----- Document excerpt -----

The sanest voice on Fox News is Gillian Turner

(Photo: Fox News)
(Photo: Fox News)

On Fox News, being a voice for common sense will leave you singing solo. The channel showcases choral voices harmonizing noisily as one, to trill that Hillary Clinton is the devil, or that “the media” — which somehow never includes Fox News itself — is out to “destroy” President Trump. The rare contributor who is hired to represent something other than the right wing (what is Juan Williams supposed to be, a liberal? Mmmm, he’s not really, but OK) frequently finds him- or herself shouting over the shouting just to be heard. How rare it is to come upon someone who attempts to apply simple common sense, to walk the road of reasonability, on Fox. And thus we come to praise Gillian Turner.

----- Record extracts -----

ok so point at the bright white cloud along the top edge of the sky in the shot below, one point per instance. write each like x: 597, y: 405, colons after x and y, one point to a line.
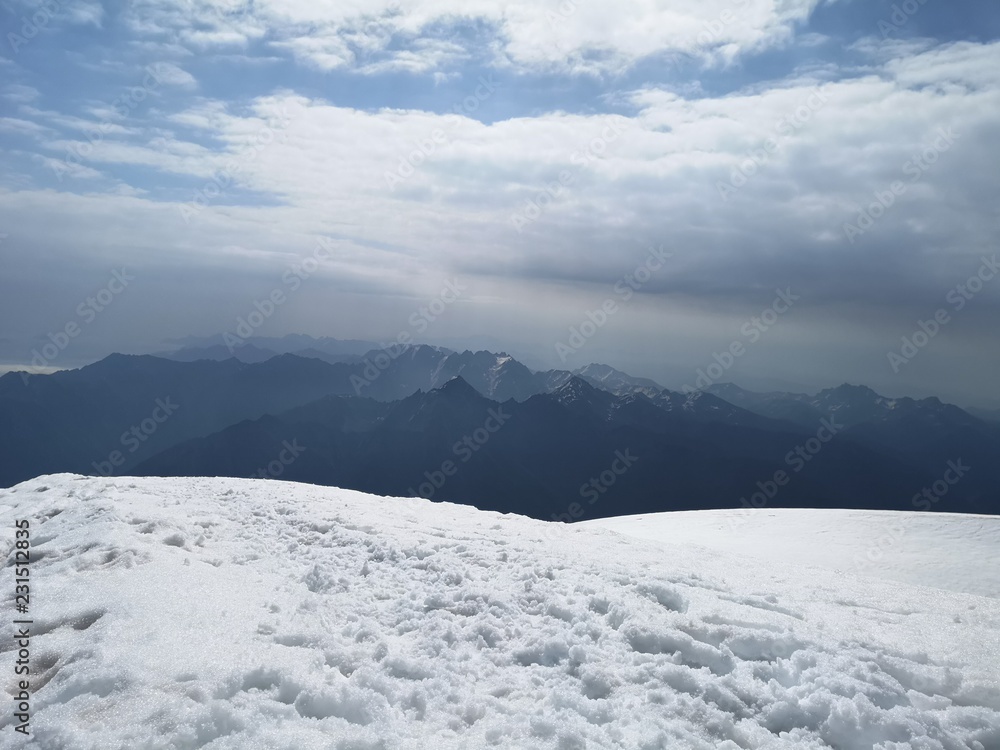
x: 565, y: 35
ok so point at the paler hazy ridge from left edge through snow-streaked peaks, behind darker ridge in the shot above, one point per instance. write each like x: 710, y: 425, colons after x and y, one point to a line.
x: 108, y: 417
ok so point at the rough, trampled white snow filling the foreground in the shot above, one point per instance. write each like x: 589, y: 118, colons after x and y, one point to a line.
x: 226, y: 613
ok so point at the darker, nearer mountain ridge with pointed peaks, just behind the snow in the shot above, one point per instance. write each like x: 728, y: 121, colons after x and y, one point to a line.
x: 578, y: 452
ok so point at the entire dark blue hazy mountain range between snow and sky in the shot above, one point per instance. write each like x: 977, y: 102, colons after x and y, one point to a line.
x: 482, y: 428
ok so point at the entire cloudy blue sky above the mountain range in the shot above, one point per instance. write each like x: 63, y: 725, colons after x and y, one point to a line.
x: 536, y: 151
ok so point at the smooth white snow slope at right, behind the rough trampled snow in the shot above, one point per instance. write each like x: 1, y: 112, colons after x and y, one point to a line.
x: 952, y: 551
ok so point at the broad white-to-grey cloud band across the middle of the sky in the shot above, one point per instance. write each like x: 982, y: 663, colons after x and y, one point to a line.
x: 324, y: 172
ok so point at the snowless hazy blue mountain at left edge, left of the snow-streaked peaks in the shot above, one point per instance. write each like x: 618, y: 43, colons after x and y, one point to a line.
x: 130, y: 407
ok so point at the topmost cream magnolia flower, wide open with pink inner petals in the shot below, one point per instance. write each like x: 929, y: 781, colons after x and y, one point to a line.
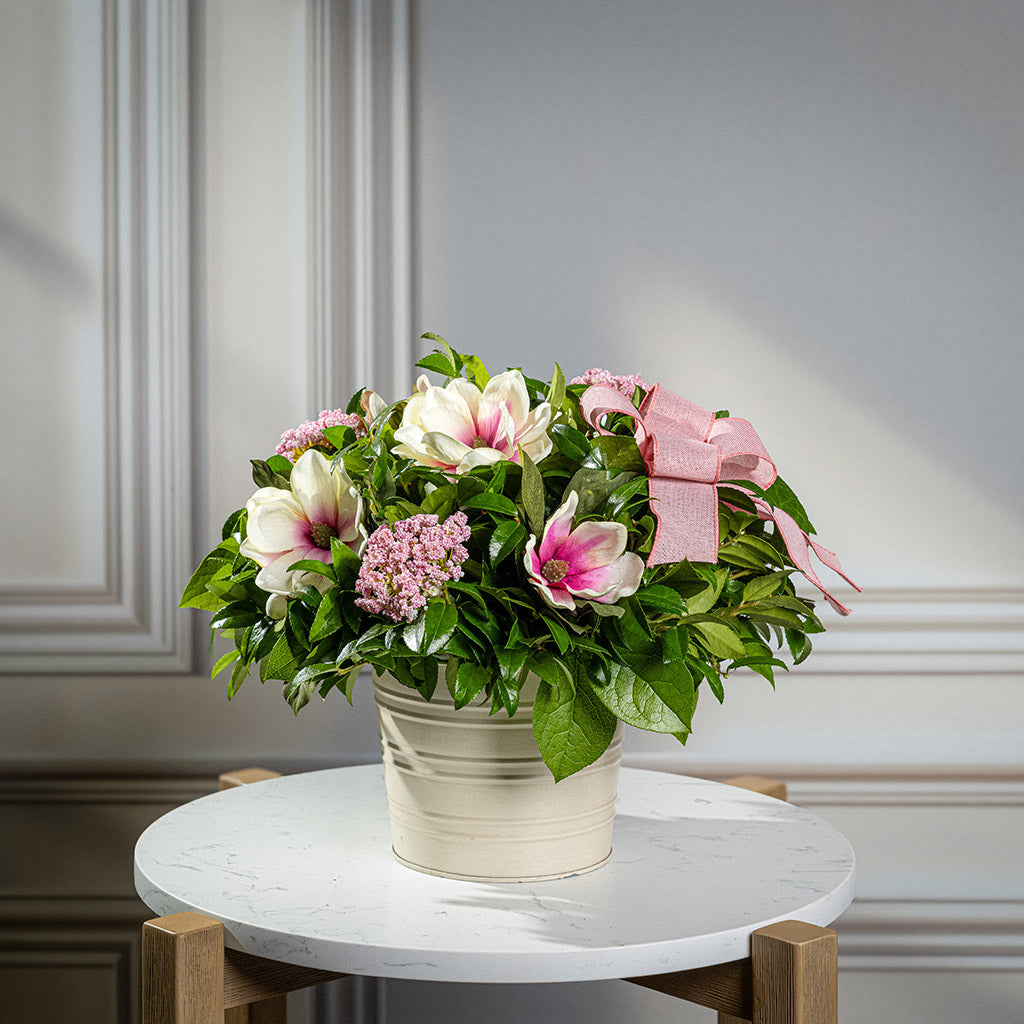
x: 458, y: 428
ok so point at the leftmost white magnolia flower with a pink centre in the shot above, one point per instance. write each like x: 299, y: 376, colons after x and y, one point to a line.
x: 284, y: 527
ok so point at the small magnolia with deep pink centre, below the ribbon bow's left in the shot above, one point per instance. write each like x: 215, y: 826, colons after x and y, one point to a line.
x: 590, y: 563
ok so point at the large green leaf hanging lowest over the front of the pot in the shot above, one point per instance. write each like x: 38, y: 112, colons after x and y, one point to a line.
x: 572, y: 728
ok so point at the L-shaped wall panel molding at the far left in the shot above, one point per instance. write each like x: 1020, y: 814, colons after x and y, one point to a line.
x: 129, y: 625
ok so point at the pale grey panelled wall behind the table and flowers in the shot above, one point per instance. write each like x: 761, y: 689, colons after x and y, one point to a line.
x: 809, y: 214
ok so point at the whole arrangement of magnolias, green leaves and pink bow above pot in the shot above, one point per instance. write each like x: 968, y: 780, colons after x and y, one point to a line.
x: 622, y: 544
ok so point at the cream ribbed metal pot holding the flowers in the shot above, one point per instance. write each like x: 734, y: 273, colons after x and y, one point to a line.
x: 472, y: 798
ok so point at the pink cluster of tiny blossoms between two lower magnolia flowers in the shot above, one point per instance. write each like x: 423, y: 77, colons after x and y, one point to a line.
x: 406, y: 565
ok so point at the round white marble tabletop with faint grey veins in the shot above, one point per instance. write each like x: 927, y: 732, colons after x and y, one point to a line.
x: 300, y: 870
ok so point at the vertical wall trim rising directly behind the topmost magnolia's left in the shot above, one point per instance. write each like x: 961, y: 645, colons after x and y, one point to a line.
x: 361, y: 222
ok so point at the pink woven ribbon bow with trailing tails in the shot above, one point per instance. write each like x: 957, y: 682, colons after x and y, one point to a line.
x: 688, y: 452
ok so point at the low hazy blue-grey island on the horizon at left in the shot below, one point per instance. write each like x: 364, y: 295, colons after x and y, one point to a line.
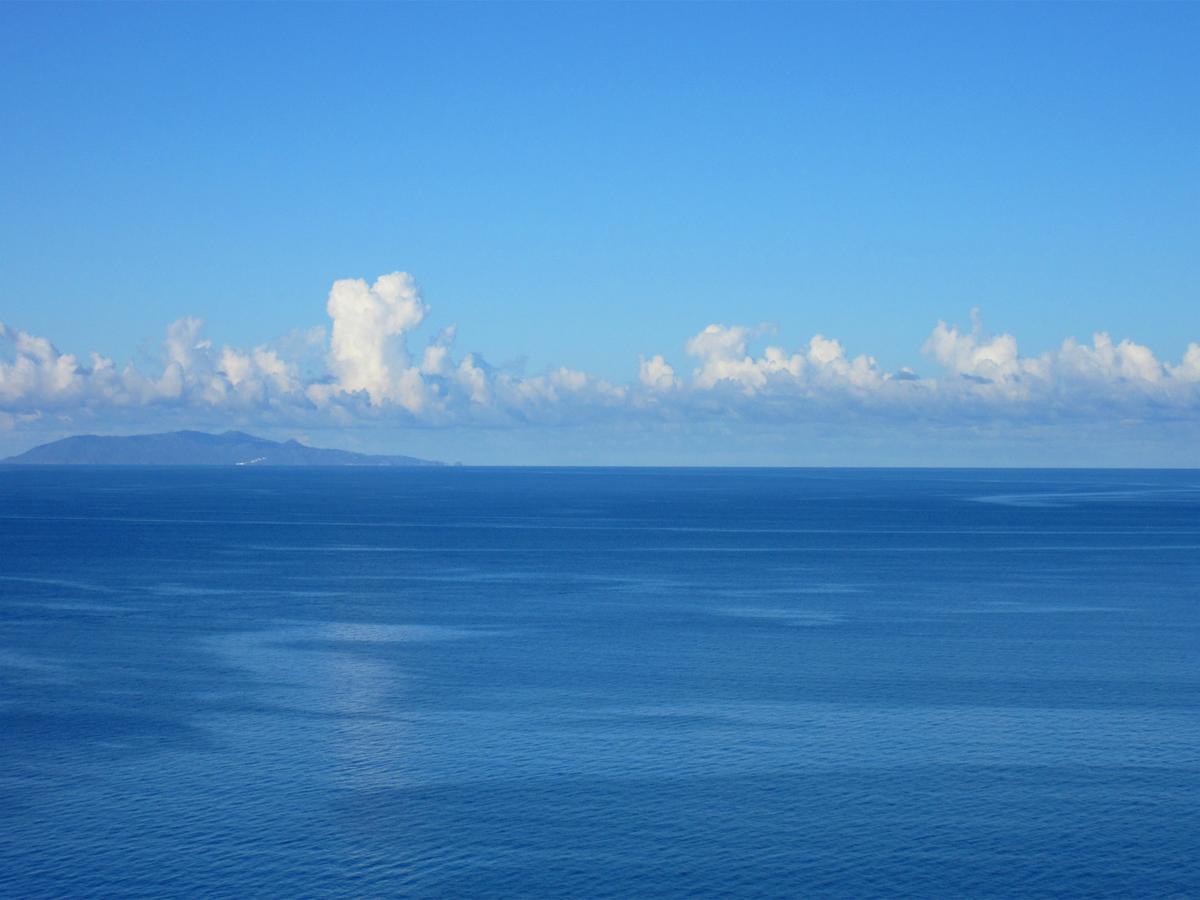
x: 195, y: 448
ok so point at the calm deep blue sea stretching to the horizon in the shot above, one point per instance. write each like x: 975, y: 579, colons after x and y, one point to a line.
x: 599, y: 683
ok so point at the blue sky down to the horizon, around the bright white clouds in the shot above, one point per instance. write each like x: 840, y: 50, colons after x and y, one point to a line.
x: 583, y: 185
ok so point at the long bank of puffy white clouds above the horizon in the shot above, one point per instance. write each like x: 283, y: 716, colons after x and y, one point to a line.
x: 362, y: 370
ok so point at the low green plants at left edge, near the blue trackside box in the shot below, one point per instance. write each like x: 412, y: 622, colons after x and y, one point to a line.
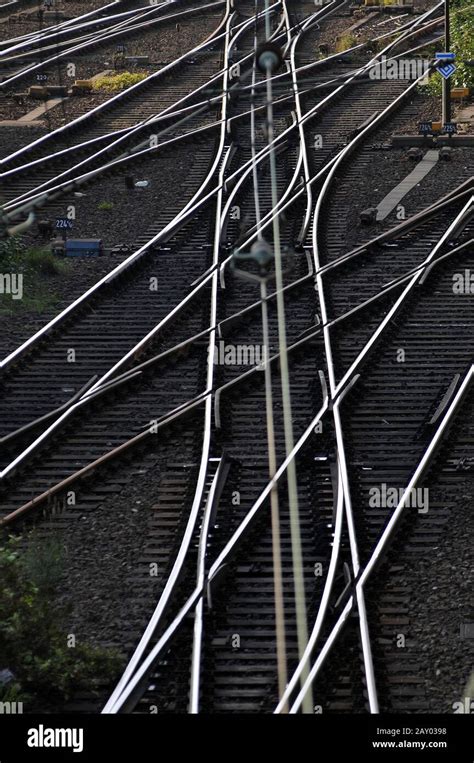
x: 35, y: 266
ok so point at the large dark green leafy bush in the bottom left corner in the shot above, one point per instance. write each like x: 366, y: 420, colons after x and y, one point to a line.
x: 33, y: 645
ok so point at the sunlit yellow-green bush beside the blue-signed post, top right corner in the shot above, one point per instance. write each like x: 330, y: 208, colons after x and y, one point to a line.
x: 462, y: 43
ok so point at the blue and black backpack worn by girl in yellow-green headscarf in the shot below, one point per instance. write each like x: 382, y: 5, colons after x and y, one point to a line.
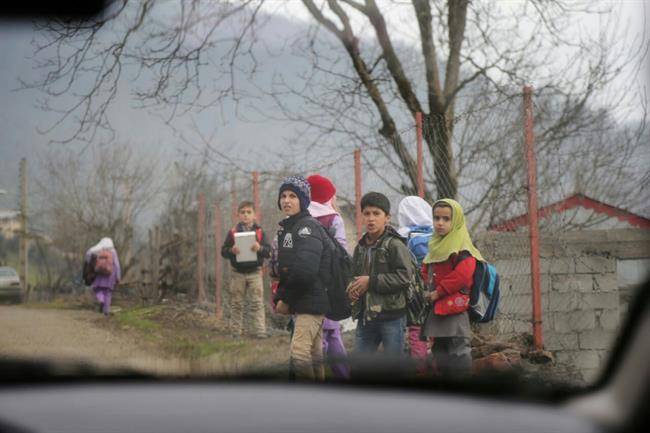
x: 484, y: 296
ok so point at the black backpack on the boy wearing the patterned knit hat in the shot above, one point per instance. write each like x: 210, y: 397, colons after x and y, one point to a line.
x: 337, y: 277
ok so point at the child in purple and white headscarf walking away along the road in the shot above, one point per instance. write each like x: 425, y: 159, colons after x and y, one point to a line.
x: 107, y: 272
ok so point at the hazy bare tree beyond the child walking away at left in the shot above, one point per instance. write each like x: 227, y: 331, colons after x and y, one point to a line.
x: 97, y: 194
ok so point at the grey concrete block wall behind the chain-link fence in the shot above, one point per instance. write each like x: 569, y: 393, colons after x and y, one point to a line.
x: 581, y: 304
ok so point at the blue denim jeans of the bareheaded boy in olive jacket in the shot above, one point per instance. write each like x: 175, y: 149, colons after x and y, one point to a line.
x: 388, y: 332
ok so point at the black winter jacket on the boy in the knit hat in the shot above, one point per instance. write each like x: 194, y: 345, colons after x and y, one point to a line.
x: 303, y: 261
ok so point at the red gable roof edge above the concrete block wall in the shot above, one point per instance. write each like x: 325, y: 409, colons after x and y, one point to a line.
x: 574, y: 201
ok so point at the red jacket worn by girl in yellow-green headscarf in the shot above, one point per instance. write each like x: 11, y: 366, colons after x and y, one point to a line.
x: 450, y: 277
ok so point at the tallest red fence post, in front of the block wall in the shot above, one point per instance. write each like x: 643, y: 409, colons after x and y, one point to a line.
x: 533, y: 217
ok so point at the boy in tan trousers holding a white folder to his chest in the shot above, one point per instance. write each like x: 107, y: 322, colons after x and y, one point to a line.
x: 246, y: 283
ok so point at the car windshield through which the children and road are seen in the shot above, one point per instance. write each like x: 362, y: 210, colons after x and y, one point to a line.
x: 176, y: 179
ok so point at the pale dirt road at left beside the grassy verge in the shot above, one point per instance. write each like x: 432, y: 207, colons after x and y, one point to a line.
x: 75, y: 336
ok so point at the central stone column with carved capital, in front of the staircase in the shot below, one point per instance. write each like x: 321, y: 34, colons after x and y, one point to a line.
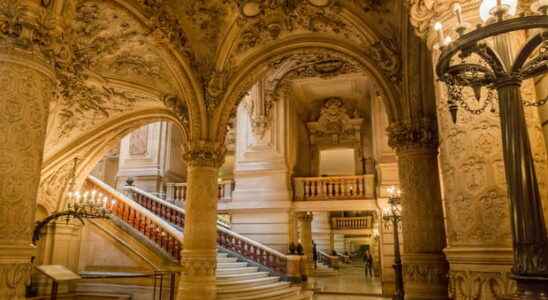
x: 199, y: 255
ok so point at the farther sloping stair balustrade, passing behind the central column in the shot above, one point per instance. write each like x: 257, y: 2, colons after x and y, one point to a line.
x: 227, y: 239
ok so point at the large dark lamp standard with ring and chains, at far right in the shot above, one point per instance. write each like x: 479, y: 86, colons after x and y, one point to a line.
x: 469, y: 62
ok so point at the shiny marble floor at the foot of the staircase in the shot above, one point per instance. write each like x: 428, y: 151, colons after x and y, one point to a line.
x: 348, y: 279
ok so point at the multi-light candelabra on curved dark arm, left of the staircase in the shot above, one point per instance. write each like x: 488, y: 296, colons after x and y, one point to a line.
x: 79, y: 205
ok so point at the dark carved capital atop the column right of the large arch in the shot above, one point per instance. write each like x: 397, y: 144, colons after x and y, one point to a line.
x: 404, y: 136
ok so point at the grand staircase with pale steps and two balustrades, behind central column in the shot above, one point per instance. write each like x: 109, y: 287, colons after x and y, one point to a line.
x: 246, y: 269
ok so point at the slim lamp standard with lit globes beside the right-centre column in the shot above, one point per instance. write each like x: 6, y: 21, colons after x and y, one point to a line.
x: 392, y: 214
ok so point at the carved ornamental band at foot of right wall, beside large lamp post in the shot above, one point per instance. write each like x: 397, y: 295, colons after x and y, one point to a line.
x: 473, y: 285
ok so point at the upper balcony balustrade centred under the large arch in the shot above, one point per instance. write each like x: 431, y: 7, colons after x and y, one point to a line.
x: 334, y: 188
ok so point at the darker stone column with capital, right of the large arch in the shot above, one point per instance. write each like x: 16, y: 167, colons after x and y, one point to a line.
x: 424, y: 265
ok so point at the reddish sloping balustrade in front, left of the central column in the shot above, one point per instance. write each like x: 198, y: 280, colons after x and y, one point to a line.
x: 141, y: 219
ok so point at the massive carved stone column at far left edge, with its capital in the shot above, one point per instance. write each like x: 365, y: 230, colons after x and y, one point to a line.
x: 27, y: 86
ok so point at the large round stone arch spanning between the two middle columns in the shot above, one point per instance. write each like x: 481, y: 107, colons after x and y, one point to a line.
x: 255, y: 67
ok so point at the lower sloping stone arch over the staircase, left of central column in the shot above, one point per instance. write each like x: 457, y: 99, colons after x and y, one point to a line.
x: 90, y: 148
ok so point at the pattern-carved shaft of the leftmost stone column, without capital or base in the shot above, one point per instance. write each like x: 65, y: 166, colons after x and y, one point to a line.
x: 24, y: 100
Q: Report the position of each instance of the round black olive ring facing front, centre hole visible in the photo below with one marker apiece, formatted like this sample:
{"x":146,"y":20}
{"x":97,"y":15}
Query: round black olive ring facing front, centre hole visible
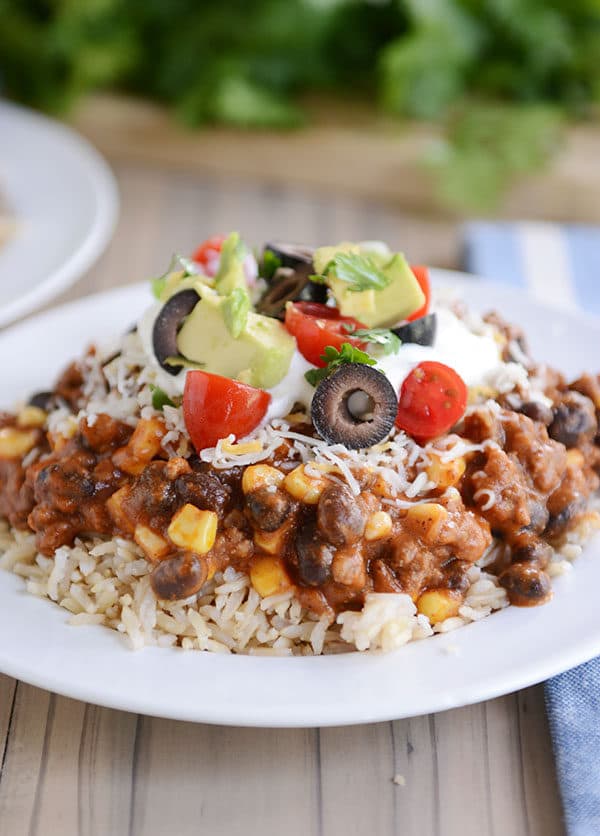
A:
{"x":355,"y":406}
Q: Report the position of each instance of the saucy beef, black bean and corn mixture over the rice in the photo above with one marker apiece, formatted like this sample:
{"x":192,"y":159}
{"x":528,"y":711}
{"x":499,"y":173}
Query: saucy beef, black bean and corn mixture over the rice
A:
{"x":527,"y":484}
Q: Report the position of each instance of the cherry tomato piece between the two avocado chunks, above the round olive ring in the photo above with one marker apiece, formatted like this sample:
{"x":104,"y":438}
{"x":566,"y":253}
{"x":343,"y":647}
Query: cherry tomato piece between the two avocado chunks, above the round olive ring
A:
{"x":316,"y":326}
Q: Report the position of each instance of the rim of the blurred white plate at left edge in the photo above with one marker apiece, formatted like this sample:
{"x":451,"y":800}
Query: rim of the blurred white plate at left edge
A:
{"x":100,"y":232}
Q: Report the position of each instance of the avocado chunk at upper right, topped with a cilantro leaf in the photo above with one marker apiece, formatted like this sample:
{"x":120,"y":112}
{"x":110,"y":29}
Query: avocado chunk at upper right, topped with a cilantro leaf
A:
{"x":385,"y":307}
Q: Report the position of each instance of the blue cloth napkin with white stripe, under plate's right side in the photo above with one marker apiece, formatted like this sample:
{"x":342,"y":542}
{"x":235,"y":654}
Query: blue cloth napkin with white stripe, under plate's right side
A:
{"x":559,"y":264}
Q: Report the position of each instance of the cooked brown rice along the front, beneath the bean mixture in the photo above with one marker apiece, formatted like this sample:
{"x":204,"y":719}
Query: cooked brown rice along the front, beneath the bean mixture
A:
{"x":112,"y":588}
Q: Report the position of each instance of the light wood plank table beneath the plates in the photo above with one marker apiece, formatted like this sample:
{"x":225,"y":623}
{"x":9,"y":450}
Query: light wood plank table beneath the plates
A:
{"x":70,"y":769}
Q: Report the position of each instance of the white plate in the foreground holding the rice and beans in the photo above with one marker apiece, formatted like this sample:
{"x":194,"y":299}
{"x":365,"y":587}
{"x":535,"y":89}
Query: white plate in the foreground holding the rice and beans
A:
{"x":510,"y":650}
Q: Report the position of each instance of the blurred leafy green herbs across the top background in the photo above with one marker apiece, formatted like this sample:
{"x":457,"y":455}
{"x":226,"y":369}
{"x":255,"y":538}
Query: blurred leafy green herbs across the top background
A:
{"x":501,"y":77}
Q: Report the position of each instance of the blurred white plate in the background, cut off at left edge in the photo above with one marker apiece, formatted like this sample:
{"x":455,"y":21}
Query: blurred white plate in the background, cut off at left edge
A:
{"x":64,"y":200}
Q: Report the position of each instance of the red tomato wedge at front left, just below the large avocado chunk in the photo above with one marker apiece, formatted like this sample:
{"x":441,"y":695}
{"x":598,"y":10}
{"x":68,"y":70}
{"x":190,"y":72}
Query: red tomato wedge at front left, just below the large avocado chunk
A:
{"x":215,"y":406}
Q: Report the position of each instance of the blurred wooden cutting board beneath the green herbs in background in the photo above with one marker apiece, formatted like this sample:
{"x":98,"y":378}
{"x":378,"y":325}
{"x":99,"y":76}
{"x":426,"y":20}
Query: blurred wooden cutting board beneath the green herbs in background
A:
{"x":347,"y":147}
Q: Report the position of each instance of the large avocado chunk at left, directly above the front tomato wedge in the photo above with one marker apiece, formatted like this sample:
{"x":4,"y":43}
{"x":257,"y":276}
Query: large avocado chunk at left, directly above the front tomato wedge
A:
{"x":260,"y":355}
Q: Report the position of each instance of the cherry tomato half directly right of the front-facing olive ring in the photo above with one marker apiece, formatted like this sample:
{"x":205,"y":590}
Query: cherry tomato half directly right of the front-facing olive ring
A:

-----

**Tasks to perform**
a) In the opinion piece about Fox News, why does being a voice for common sense leave you "singing solo"? Answer in one to three sentences.
b) Who does the opinion piece about Fox News name as the sanest voice on the channel?
c) Continue the opinion piece about Fox News from the point where it stops.

**Per-task answers**
a) The channel showcases voices that harmonize noisily as one, such as claims that Hillary Clinton is the devil or that "the media" is out to "destroy" President Trump. Someone applying common sense doesn't join that chorus and so ends up alone.

b) Gillian Turner.

c)
I’ve become aware of Turner under her official title of “Fox News Contributor” during the past year or so — in other words, since Trump turned news culture into pop culture and vice versa. (Covering the news is now a TV critic’s beat just as much as covering the latest sitcom or drama.) Turner specializes in foreign policy analysis, and is often introduced as having worked as a policy adviser in both the George W. Bush and Barack Obama administrations, which is Fox’s way of signaling, “Hey, we got a moderate here!” What first caught my attention about Turner is that she often pauses before she speaks, to gather her thoughts, and then phrases her answers in a calm, nuanced manner. You may think that doesn’t sound particularly impressive, but trust me — having watched every day-segment of Fox News’ programming more or less constantly in recent months — to pause and respond calmly on Fox is as rare as hearing Sean Hannity say, “You know, I must admit you’ve changed my mind.”

Given that our president seems hellbent on starting a nuclear war with North Korea, Turner has been called upon frequently in recent months to explain the concept of diplomacy to Fox News viewers. Oh, who am I kidding? She has to explain the word “diplomacy” to Fox News hosts, who are so trained to argue, squabble, and squawk, they often don’t even hear each other. Turner has sometimes been enlisted as a substitute co-host on The Five, where seating her in the crossfire between Greg Gutfeld, Jesse Watters, and Kimberly Guilfoyle is like asking her to stand in the middle of a Mexican town when the Wild Bunch comes galloping through.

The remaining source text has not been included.